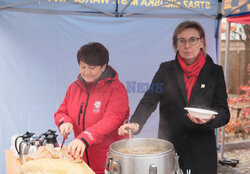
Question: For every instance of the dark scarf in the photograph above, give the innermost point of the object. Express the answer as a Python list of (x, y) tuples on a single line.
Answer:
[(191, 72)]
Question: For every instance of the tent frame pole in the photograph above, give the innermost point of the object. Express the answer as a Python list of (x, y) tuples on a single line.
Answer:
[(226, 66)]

★ ★ ★ ★ ★ ★ ★

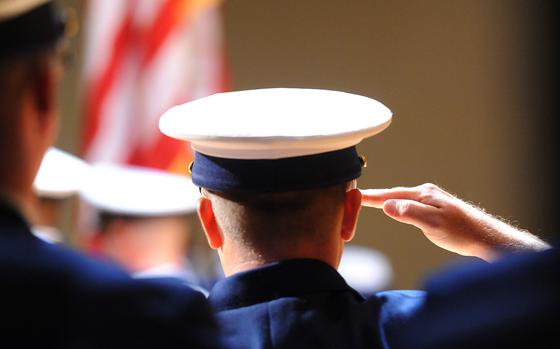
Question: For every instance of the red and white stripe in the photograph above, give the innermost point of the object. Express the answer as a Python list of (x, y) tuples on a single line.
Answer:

★ ★ ★ ★ ★ ★ ★

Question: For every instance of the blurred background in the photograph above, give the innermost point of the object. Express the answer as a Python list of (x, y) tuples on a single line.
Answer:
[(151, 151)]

★ ★ ★ ★ ★ ★ ★

### [AIM]
Switch "tent frame pole" to "tent rope" in the part of the records above that opens with the line containing "Question: For every instance of the tent" and closes with the line containing "[(226, 66)]". Write out only those lines, leaving everything else unchanged.

### [RESULT]
Question: For every instance of the tent rope in the photograph above, give the innermost point of the object. Express the answer as a Python list of (x, y) tuples on a single line.
Answer:
[(226, 66)]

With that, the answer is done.